Start Records for processing

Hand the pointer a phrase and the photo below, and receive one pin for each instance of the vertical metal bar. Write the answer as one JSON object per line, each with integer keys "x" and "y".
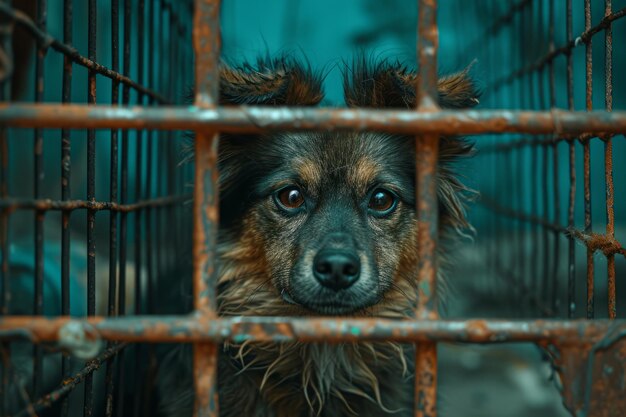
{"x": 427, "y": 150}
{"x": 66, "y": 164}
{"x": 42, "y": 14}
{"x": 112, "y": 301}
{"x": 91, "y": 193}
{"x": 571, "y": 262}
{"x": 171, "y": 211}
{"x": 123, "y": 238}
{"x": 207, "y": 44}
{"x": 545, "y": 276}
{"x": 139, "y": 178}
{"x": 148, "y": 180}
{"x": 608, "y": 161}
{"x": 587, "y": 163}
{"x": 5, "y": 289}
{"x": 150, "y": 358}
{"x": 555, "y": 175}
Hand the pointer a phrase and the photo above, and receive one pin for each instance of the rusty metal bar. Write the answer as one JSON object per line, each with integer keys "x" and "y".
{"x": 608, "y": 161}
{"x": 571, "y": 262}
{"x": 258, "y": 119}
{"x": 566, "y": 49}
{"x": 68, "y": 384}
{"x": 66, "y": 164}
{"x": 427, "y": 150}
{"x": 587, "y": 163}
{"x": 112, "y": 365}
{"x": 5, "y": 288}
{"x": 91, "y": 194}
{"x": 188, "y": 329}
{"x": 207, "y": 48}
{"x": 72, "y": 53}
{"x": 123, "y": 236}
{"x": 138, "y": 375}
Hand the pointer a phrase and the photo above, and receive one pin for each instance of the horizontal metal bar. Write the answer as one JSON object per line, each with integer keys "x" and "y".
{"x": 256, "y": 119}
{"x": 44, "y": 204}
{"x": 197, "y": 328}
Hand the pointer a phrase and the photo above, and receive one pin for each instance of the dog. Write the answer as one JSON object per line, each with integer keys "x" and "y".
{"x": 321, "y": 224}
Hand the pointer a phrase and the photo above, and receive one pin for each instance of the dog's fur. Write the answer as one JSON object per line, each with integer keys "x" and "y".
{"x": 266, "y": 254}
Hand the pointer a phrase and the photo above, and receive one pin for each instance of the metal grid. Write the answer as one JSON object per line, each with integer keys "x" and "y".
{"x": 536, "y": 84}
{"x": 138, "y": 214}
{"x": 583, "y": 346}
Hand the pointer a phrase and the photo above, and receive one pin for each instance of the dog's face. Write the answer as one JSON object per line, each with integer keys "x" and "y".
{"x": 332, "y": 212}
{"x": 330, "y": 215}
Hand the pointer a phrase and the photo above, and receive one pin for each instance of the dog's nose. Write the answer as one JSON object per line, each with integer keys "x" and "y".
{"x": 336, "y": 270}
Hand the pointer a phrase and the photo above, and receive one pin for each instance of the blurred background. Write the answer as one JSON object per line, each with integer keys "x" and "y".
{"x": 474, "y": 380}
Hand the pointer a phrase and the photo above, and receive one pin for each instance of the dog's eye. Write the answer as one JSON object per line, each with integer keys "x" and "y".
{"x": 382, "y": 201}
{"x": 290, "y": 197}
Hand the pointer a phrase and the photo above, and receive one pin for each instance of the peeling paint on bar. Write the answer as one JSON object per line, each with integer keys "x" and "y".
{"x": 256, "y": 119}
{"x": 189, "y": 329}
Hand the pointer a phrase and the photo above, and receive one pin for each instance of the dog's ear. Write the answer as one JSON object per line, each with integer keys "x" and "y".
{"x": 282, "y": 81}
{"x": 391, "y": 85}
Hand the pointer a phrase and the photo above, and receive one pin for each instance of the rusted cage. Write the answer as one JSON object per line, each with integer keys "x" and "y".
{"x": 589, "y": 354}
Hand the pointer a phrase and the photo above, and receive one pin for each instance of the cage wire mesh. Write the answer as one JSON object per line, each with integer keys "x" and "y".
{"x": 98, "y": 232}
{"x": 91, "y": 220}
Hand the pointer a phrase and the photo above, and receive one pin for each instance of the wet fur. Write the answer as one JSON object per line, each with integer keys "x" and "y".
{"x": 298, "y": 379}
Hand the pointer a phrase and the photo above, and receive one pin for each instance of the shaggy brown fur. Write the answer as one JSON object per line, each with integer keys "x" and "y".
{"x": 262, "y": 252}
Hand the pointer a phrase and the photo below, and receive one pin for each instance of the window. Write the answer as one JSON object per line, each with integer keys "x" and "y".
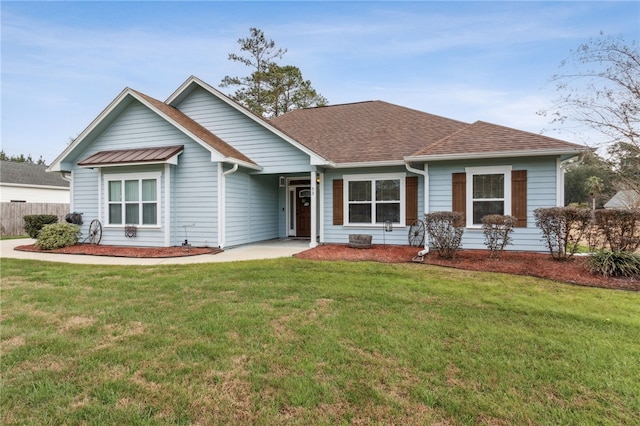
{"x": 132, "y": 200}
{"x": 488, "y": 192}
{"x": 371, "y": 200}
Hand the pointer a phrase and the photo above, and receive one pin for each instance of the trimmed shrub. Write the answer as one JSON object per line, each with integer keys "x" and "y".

End Records for processing

**Stated problem**. Take the listing above and print it exactly, apart from the pictures.

**Result of the task**.
Hand the pointer a phrase and the photo below, and receive one pin for each instance of the vertical metal bar. Write the answer as one JSON object per line, each with integer keys "x" and "y".
{"x": 427, "y": 150}
{"x": 66, "y": 164}
{"x": 42, "y": 14}
{"x": 112, "y": 301}
{"x": 91, "y": 193}
{"x": 571, "y": 262}
{"x": 171, "y": 211}
{"x": 123, "y": 238}
{"x": 207, "y": 44}
{"x": 545, "y": 276}
{"x": 139, "y": 178}
{"x": 148, "y": 180}
{"x": 608, "y": 161}
{"x": 587, "y": 163}
{"x": 5, "y": 289}
{"x": 150, "y": 358}
{"x": 555, "y": 175}
Hand the pointer a phrase and the photo above, and receive one pin for each instance of the rusty metal bar. Write the answer as one JSON object per line, each with integer keys "x" and "y".
{"x": 608, "y": 161}
{"x": 571, "y": 262}
{"x": 258, "y": 119}
{"x": 566, "y": 49}
{"x": 68, "y": 384}
{"x": 66, "y": 164}
{"x": 427, "y": 150}
{"x": 587, "y": 163}
{"x": 112, "y": 365}
{"x": 5, "y": 288}
{"x": 91, "y": 194}
{"x": 188, "y": 329}
{"x": 207, "y": 48}
{"x": 72, "y": 53}
{"x": 123, "y": 236}
{"x": 138, "y": 375}
Hand the pointer a phrase and the photo above, and receive one pin for each instance of the horizontal metal bar. Write the answer as one JSON object per line, each with integer keys "x" and "y".
{"x": 256, "y": 119}
{"x": 44, "y": 204}
{"x": 197, "y": 328}
Hand the pointer a phrase and the photo above, and receive one pin for each instance of the dog. Write the answer as one JSON object per line, each with integer keys "x" and "y".
{"x": 321, "y": 224}
Hand the pointer a phrase and the photo above, and receive one pin for each instance of the dog's fur. Write the answer as one JSON object per line, each with integer keys "x" and "y".
{"x": 266, "y": 254}
Hand the pointer a phrase and the photo above, and receive one pin for each instance of the metal grid. Write the answer as one JSON object per line, each with integer keys "x" and "y".
{"x": 536, "y": 84}
{"x": 138, "y": 214}
{"x": 583, "y": 346}
Hand the pointer a phrase and the photo above, and receive one pin for each instance of the dog's face. Write the answer as one JSON object per line, each with integer keys "x" and "y".
{"x": 332, "y": 212}
{"x": 330, "y": 215}
Hand the pointer a phrase and the photo above, and receive one pin for each instance of the dog's nose. Write the answer as one JSON object per line, each with integer keys "x" and "y".
{"x": 336, "y": 270}
Hand the pointer a phrase and the photo above, and receive one pin for each instance of the blurred background. Write the answer as one JSON object per line, each with integer keys "x" and "y".
{"x": 474, "y": 380}
Hand the pointer a phrase and the photo above, and receive one pin for each instance of the dog's eye. Write the answer as one JSON object per line, each with integer keys "x" and "y".
{"x": 382, "y": 201}
{"x": 290, "y": 197}
Hand the pointer a phrase and the photo above, and receive one pin for each instance of the peeling paint on bar. Write the answer as one JSON object per line, each with integer keys "x" and "y".
{"x": 256, "y": 119}
{"x": 189, "y": 329}
Hand the pointer a phrase and the photo above, and receive one pin for each instance of the dog's ear. Write the answer as one JSON object per line, each with integer keys "x" and "y".
{"x": 282, "y": 81}
{"x": 391, "y": 85}
Hand the pointer a phrase and the photo above, and receive one pin for each instance of the rusted cage. Write the answer as one JSON object per line, each with integer keys "x" and "y".
{"x": 589, "y": 354}
Hand the pointer a phrase and the photo above, and receive one pin for each instance of the cage wire mesh. Write the answer as one JSON object per line, each with integer keys "x" and "y".
{"x": 98, "y": 232}
{"x": 91, "y": 220}
Hand the pointer a phrase and the photo above, and receive one pin for each instance of the wet fur. Write the answer as one JSON object per line, each with integer keys "x" and "y".
{"x": 298, "y": 379}
Hand the pointer a phrase and the photo above, and receive one pin for each instance of the shaggy brown fur. Write the answer as one JSON object per line, each with integer keys "x" and "y".
{"x": 262, "y": 252}
Hand the pointer a phrase and the photo below, and receive one pin for each instance of the window. Write the answer as one JSON object per line, each with integer keys "x" and "y".
{"x": 132, "y": 200}
{"x": 488, "y": 192}
{"x": 371, "y": 200}
Hand the pointer a phrase and the photo above, and receive one pin for each instance of the trimmed shrub. Write the answer as one JSON object per line, each with integer keys "x" and "y".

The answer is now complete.